PASSAGE
Group Assignment 2.7: Extreme Value Analysis¶

No description has been provided for this image No description has been provided for this image

CEGM1000 MUDE: Extreme Value Analysis, Week 2.7, Friday, Jan 10, 2025.

In this project, you will work on the uncertainty of precipitation in Turís, close to Valencia (Spain), where the past 29th October an extreme flood occurred. Turís was the location where the highest rainfall was recorded, being also the record of that station with 771mm in a day.

No description has been provided for this image

You have cumulative daily observations since 1999. The dataset was retrieved from the Ministry of Agriculture here.

The goal of this project is:

  1. Perform Extreme Value Analysis using Yearly Maxima and GEV.
  2. Perform Extreme Value Analysis using POT and GPD.
  3. Compare the results from both methods and define the return period of the event of October 2024.

Read the instructions for this project in README.md before beginning the analysis.

In [1]:
import numpy as np
import pandas as pd
import matplotlib.pyplot as plt

from scipy import stats 
from scipy.signal import find_peaks

plt.rcParams.update({'font.size': 14})

Task 1: Import and Explore Data¶

The first step in the analysis is importing and exploring the data set.

The dataset has two columns: the first one provides the time stamp of the measurements and the last column shows the measured precipitation (mm). We set the first column as a datetime as they are the dates of the measurements.

In [2]:
# Import
P = pd.read_csv('turis.csv', delimiter = ',', parse_dates = True)
P.columns=['Date', 'Prec'] #rename columns
P['Date'] = pd.to_datetime(P['Date'], format='mixed')
P = P.sort_values(by='Date')
P=P.reset_index(drop=True)

P.head()
Out[2]:
Date Prec
0 1999-01-11 0.0
1 1999-01-12 0.0
2 1999-02-11 0.0
3 1999-02-12 0.0
4 1999-03-11 0.0

To start the data exploration, we can compute some basic statistics.

In [3]:
# values for markdown report
print(f"{P['Prec'].size:d}",
      f"{P['Prec'].min():.3f}",
      f"{P['Prec'].max():.3f}",
      f"{P['Prec'].mean():.3f}",
      f"{P['Prec'].std():.3f}",
      f"{P['Prec'].isna().sum():d}",
      f"{sum(P['Prec']==0):d}",
      sep=' | ')
8382 | 0.000 | 771.000 | 1.296 | 10.597 | 0 | 6644

We can also plot the timeseries. Notice how the event of October 2024 stands out.

In [4]:
#Solution
plt.figure(figsize=(10, 6))
plt.plot(P['Date'], P['Prec'],'k')
plt.xlabel('Time')
plt.ylabel('Precipitation [mm]')
plt.grid()
plt.title('Time series of precipitation');
No description has been provided for this image

Task 2: Yearly Maxima & GEV¶

Let's start with the first EVA analysis!

Task 2.1: Sample the data set by finding the yearly maxima and add the sampled extremes to your time series plot as red dots.

DATA FOR PROCESSING
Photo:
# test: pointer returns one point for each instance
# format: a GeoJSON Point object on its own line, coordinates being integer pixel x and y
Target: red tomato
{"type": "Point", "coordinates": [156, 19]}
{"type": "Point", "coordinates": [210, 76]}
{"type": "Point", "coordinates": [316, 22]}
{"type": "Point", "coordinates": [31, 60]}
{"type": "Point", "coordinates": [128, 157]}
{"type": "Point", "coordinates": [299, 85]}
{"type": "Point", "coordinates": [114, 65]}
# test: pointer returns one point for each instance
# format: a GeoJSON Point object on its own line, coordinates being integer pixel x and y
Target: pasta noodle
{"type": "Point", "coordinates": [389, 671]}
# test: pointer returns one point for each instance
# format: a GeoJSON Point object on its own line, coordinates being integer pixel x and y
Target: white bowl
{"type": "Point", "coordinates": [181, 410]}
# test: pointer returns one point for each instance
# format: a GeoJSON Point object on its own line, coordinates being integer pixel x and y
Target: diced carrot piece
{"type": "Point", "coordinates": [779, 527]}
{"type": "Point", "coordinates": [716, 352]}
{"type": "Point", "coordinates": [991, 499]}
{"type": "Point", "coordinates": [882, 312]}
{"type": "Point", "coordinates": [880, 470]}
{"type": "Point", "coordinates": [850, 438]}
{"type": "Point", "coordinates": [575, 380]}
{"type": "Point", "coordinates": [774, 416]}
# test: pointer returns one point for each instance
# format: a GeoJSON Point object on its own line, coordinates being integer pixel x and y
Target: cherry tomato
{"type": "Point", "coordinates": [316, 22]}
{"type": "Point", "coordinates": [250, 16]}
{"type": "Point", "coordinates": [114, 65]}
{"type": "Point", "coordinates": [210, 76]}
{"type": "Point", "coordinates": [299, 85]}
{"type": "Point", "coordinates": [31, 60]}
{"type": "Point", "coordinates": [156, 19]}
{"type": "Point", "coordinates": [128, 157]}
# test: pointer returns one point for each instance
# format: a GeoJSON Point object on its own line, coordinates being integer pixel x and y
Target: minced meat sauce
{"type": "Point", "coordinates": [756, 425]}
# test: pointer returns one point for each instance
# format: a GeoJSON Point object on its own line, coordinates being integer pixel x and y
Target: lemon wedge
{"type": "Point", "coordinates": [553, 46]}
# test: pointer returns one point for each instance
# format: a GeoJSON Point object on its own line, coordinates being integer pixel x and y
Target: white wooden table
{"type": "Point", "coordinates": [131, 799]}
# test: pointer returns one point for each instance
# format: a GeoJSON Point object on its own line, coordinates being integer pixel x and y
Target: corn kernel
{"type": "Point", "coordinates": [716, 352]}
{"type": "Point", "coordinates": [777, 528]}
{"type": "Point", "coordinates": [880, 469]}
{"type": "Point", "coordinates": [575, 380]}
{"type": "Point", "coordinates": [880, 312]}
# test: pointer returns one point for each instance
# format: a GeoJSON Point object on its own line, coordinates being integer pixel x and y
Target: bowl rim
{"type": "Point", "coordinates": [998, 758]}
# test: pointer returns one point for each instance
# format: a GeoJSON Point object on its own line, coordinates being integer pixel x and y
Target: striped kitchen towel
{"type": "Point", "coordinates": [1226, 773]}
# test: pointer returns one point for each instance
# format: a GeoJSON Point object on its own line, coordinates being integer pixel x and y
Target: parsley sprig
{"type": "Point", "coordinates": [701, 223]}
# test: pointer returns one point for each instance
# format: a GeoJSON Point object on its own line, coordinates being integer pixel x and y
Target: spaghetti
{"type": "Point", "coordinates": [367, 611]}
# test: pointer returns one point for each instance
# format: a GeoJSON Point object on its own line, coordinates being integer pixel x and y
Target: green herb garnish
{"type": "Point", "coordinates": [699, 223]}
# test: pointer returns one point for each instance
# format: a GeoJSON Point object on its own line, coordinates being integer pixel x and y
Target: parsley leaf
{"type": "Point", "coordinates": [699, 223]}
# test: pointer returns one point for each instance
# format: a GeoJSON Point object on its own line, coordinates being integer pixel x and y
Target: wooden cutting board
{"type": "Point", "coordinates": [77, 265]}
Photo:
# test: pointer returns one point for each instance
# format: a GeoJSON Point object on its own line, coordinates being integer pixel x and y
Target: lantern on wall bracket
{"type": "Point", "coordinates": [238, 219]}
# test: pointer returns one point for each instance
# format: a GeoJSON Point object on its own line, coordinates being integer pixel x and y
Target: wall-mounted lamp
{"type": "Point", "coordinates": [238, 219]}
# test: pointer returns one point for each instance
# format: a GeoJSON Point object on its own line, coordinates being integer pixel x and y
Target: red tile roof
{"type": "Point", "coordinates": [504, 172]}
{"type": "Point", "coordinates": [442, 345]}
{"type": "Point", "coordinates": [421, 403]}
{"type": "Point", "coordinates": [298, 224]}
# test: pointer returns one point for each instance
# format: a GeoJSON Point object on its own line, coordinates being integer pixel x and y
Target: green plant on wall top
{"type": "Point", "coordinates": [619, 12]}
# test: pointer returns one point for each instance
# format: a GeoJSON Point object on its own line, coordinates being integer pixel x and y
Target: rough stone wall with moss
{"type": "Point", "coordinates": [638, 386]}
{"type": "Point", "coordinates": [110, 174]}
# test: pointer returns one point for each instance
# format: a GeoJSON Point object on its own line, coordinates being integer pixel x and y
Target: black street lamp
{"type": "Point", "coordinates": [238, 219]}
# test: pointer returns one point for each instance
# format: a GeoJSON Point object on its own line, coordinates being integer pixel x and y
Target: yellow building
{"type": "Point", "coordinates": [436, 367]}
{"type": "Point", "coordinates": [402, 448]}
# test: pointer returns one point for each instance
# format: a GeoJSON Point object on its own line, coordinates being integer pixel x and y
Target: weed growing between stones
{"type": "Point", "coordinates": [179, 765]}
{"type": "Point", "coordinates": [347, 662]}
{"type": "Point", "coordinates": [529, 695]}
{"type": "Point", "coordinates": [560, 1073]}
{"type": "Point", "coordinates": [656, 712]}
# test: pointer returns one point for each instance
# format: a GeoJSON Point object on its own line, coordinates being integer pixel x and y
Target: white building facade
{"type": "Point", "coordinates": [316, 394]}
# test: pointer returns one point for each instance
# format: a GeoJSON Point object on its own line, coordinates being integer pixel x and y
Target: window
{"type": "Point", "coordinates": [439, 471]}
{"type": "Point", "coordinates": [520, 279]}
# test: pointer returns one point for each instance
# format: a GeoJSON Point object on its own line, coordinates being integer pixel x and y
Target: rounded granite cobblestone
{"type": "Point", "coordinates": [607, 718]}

OBJECTIVE 1
Repeat word for word the part of the extreme value analysis page above, starting at "No description has been provided for this image No" and ending at "Maxima and GEV.".
OBJECTIVE 2
How many lines of the rows contain the string "tomato"? Reply with the number alone.

WORKED SOLUTION 1
No description has been provided for this image No description has been provided for this image

CEGM1000 MUDE: Extreme Value Analysis, Week 2.7, Friday, Jan 10, 2025.

In this project, you will work on the uncertainty of precipitation in Turís, close to Valencia (Spain), where the past 29th October an extreme flood occurred. Turís was the location where the highest rainfall was recorded, being also the record of that station with 771mm in a day.

No description has been provided for this image

You have cumulative daily observations since 1999. The dataset was retrieved from the Ministry of Agriculture here.

The goal of this project is:

  1. Perform Extreme Value Analysis using Yearly Maxima and GEV.

WORKED SOLUTION 2
2